With the support of the Marshall Plan, Station A was built underground under Jesuit Hill and opened in 1953. The plant consisted of three units with an output of 5 MW. The plant was expanded due to the increasing demand for electricity. It finally had a total capacity of 30 MW, which was achieved by five steam units with 5 MW each and a gas turbine with a similar output. It was switched off in 1993. Station B went into operation in 1966 and has been expanded several times since then. The total capacity is 267 MW. All steam units burn heating oil with a sulfur content of 1% and the gas turbine also burns heating oil. The power plant is technically out of date. A turbine that is still in use was operated at Little Barford Power Station in England from 1954 to 1996.

== Shutdown ==
When the Delimara Power Station was planned, the government had promised to close the Marsa power plant, but this did not happen.

Enemalta wants to expand the Delimara power plant as a replacement for the Marsa power plant by mid 2012. It was switched off in March 2015 and continued in cold standby until early 2017; since then it has been disconnected from the mains. Enemalta plc contractors have completed the dismantling and demolition of the Marsa Power Station, paving the way for the long-awaited regeneration of this inner Grand Harbour area.

After the last two chimneys of the Marsa Power Station were pulled down, the few remaining structures on site, including one of the turbine halls and several fuel tanks, were removed to complete the project on schedule. The site has been cleared of all electricity generation equipment and buildings, down to ground level.

The dismantling and demolition of the 1953 Marsa Power Station included the gradual removal of the power station’s eight heavy fuel oil-fired units, and several other related structures, as soon as they were no longer required for electricity generation or as emergency capacity on cold standby. The dismantling process started in October 2014, a few months before the power station was switched off for the last time in March of the following year. Works on site gathered pace in the beginning of 2017, when the new Delimara 4 Power Station was commissioned and the last remaining Marsa Power Station units on cold standby were disconnected from the national grid.

#### EXCERPTED RECORDS:
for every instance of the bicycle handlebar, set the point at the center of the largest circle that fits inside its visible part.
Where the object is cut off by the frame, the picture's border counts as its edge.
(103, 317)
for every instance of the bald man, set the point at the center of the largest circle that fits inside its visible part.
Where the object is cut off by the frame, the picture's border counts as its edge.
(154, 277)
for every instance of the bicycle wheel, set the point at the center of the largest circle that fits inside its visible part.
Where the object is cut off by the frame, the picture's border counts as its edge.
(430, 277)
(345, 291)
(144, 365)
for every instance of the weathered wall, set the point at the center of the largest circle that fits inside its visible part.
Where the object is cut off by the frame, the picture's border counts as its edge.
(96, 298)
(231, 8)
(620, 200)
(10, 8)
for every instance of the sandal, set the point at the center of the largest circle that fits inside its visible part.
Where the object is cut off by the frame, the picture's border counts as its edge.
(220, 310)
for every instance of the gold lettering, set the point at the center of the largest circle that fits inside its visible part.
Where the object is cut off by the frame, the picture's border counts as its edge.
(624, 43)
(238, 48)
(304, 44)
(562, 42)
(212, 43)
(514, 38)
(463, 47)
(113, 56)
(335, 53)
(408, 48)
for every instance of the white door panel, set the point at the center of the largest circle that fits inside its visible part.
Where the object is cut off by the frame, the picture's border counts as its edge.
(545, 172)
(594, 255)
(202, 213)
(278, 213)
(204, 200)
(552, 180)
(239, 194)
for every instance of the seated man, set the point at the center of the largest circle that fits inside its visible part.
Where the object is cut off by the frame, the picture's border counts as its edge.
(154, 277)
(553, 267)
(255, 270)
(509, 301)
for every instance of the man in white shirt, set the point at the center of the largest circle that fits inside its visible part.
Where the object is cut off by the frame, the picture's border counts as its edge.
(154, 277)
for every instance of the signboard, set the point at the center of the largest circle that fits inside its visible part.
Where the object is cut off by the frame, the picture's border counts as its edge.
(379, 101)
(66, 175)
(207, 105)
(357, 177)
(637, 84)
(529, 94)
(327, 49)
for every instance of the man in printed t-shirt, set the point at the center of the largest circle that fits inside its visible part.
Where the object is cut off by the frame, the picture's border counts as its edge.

#### PROBLEMS TO SOLVE:
• 1. List every year written as a four-digit number in the first paragraph of the extract on the Marsa power station.
• 2. Carry on the account of the Marsa power station from the point where it stops.

#### TASK-BY-TASK RESULTS:
• 1. 1953, 1993, 1966, 1954, 1996

• 2.
The demolition contractors removed over 12,000 tonnes of concrete and other building materials from the power station site. Another 17,000 tonnes of metals, including steel, copper and aluminium, and 320 tonnes of electricity cables were exported for recycling. All materials were separated on site and carted away in adherence to strict waste management procedures. Dust abatement and other pollution control measures were in place to safeguard the wellbeing of residents and workers in the area during the entire process.

The oldest parts of the Marsa Power Station, known as the A Station, including several underground tunnels beneath Jesuits Hill, were retained.

A standalone diesel generator installed at the Marsa Power Station in 1990 for emergency is still on site next to other similar generators currently in use. The power station was shut down in 2017 but was brought back into use in 2020, due to series of power outages.

== Emissions ==
Before Malta joined the EU, due to the outdated technology, consideration was given to shutting down the plant. However, part of the electricity production was relocated to the more modern Delimara power plant, so that the EU limit values for emissions were reached. The fine dust emissions do not yet meet the EU standard. The total carbon dioxide emissions of the power plant in 2006 were 1,175,288 tons. The power plant has long been criticized by citizens in the area due to air pollution. The environmental organization Greenpeace saw in 1998 the power plant as the largest air polluter in Malta.